Task details.
Pick out each line of the records below that contains the string "every", and copy those lines in full.
— begin Entries provided —
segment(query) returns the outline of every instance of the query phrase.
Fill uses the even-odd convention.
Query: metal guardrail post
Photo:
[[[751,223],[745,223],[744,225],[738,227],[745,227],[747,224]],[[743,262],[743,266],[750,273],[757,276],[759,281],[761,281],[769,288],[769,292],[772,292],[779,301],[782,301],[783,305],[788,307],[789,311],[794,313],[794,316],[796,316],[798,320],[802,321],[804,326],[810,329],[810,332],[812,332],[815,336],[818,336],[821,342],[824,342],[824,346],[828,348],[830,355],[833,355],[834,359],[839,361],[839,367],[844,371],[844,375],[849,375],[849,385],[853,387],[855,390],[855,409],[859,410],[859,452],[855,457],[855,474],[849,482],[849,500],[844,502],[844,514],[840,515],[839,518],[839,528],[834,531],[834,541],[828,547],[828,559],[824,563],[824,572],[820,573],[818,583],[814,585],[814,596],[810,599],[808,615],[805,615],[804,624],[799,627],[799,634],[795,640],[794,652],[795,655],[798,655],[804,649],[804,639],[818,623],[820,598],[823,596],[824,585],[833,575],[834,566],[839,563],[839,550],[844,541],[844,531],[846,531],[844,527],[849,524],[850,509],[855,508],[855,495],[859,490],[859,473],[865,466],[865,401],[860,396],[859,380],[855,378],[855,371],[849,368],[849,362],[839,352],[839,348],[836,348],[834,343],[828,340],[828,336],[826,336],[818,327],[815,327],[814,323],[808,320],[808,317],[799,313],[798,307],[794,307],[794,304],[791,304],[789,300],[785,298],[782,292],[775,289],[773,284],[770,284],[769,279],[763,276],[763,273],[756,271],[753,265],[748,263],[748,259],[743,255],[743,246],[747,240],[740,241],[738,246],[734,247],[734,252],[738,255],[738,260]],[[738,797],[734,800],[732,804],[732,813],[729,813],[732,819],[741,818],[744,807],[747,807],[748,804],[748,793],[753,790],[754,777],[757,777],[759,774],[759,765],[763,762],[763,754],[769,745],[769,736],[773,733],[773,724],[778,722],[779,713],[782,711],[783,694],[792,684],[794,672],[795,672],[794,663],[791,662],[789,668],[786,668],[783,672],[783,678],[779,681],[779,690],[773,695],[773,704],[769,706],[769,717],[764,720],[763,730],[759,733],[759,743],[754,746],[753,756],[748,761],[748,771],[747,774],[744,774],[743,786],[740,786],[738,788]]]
— end Entries provided —
Final result.
segment(query) returns the outline of every instance of the query phrase.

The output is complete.